◆ **Records to use**
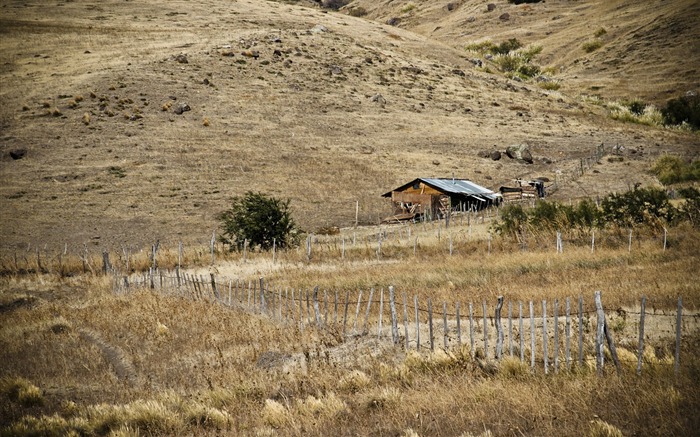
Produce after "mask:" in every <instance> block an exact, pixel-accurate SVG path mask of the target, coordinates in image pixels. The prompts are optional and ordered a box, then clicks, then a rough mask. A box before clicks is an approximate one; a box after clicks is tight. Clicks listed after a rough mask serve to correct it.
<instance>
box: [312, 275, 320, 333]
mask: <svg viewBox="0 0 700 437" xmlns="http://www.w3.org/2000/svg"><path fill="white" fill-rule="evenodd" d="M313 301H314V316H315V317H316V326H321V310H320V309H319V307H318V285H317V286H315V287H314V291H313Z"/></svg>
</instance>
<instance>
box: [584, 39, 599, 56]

==

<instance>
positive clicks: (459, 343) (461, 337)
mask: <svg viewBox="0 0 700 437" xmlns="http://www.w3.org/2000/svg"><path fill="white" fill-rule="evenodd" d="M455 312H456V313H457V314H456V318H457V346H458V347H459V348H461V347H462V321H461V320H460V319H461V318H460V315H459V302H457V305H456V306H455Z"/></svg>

◆ **What is expected**
Look back at the entries above and repeat, unchanged, every line from the line holding "to correct it." through the line holding "box: [584, 39, 599, 56]".

◆ **Your response**
Produce after "mask:" in every <instance> block an exact, pixel-accurate SVG path mask of the target, coordinates in image pixels. The prompts are optional and ordered a box, then clicks, then a rough mask. A box before clicks is an approximate one; a box after clicks is tight. Clicks listed after a rough mask serve to correct it.
<instance>
box: [312, 275, 320, 333]
mask: <svg viewBox="0 0 700 437" xmlns="http://www.w3.org/2000/svg"><path fill="white" fill-rule="evenodd" d="M313 301H314V316H315V317H316V326H321V310H320V309H319V307H318V285H317V286H315V287H314V291H313Z"/></svg>
</instance>
<instance>
box: [584, 39, 599, 56]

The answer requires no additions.